Out of the records below, copy all lines in which the word "response" occurs.

*** Opening of Data for analysis ***

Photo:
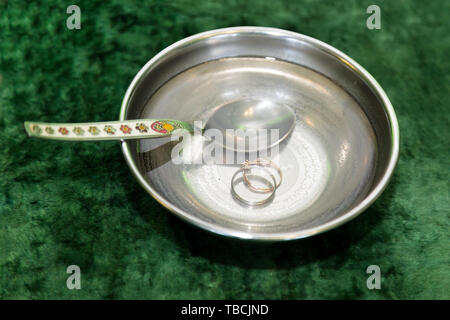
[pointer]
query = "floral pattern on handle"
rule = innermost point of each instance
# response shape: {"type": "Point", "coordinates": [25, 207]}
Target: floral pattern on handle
{"type": "Point", "coordinates": [115, 130]}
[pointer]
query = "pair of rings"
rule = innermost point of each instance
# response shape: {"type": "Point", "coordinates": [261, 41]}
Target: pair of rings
{"type": "Point", "coordinates": [246, 172]}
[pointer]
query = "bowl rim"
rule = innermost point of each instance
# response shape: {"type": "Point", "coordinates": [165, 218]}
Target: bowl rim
{"type": "Point", "coordinates": [225, 231]}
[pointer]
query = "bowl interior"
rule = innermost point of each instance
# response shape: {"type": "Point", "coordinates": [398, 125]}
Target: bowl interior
{"type": "Point", "coordinates": [336, 155]}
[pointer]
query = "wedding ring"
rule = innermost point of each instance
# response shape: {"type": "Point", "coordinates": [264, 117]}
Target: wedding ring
{"type": "Point", "coordinates": [234, 181]}
{"type": "Point", "coordinates": [261, 163]}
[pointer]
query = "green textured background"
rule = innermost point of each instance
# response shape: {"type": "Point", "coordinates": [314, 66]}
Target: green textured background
{"type": "Point", "coordinates": [77, 203]}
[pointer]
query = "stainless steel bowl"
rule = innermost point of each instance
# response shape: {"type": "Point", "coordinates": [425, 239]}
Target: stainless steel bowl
{"type": "Point", "coordinates": [337, 161]}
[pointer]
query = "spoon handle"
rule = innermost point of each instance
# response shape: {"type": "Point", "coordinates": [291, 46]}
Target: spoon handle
{"type": "Point", "coordinates": [111, 130]}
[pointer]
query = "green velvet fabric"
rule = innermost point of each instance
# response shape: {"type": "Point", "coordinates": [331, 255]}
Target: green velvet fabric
{"type": "Point", "coordinates": [65, 203]}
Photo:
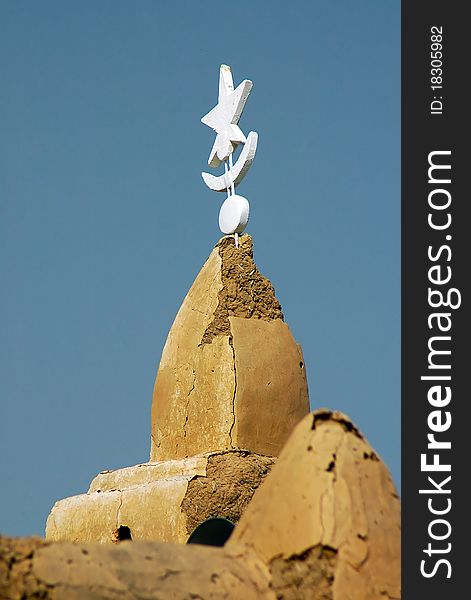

*** Close of Data for analysis ***

### Solution to this problem
# response shape: {"type": "Point", "coordinates": [25, 207]}
# response shape: {"type": "Point", "coordinates": [261, 41]}
# response shape: {"type": "Point", "coordinates": [165, 218]}
# response shape: {"type": "Point", "coordinates": [398, 125]}
# response shape: {"type": "Point", "coordinates": [264, 117]}
# response shape: {"type": "Point", "coordinates": [314, 66]}
# response shape: {"type": "Point", "coordinates": [425, 239]}
# response shape: {"type": "Point", "coordinates": [291, 46]}
# response shape: {"type": "Point", "coordinates": [331, 255]}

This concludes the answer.